▸ **Work task**
Continue the article about the star system V Sagittae from the point where it stops.

▸ **Page excerpt**
════
Around 2083, give or take a few years, we may spot a bright blazing star in the sky that seems new. It’s expected to rival Sirius, the brightest star in our sky, or even Venus.
It won’t be a new star, but a “guest star” – the remains of an explosive event between two stars with temporary brightness. Right now, V Sagittae is an incredibly faint star in the Sagitta constellation. It’s hard to see, even through mid-sized telescopes.
It’s hard to imagine that toward the end of this century, it will be the most luminous star in the Milky Way galaxy when it explodes, according to Louisiana State University astronomer Bradley Schaefer.
The announcement was made this week at the 235th meeting of the American Astronomical Society in Honolulu.
V Sagittae, also known as V Sge, is a star system that includes a regular star in orbit with a white dwarf star. That’s known as a Cataclysmic Variable, or CV. The normal star is losing its mass to the white dwarf, and it’s 3.9 times more massive than the white dwarf.
The orbit is decaying, causing the stars to move closer and closer to each other in an inevitable death spiral.
A white dwarf is what’s left after a sun-like star dies, and the remnant is usually Earth-size. When a sun-like star reaches the end of its life and burns through all of its fuel, it puffs up to form a red giant and blasts out about half of its mass. Nearby planets and asteroids become consumed by the blast. The hot white dwarf is left behind.
But this binary star pair is different.
════
▸ **Provided material**
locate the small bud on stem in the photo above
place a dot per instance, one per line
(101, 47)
════
▸ **Answer space**
“In all other known CVs the white dwarf is more massive than the orbiting normal star, so V Sge is utterly unique,” Schaefer said. “Over the next few decades, the star will brighten rapidly. Around the year 2083, its accretion rate will rise catastrophically, spilling mass at incredibly high rates onto the white dwarf, with this material blazing away. In the final days of this death-spiral, all of the mass from the companion star will fall onto the white dwarf, creating a super-massive wind from the merging star.”
Ultimately, the explosion will achieve the brightness of a supernova as the two stars merge into one. The new hybrid star will have a white dwarf core surrounded by a hydrogen-burning layer and a hydrogen gas envelope.
The peak brightness is expected to last for about a month.
Although it appears faint to us, V Sge has been brightening on a timescale from the 1890s up to now. Archival photos and new data allowed the astronomers to make the discovery.
“V Sge is exponentially gaining luminosity with a doubling time scale of 89 years,” said Juhan Frank, LSU astronomer. “This brightening can only result with the rate of mass falling off the normal companion star increasing exponentially, ultimately because the binary orbit is in-spiraling rapidly.”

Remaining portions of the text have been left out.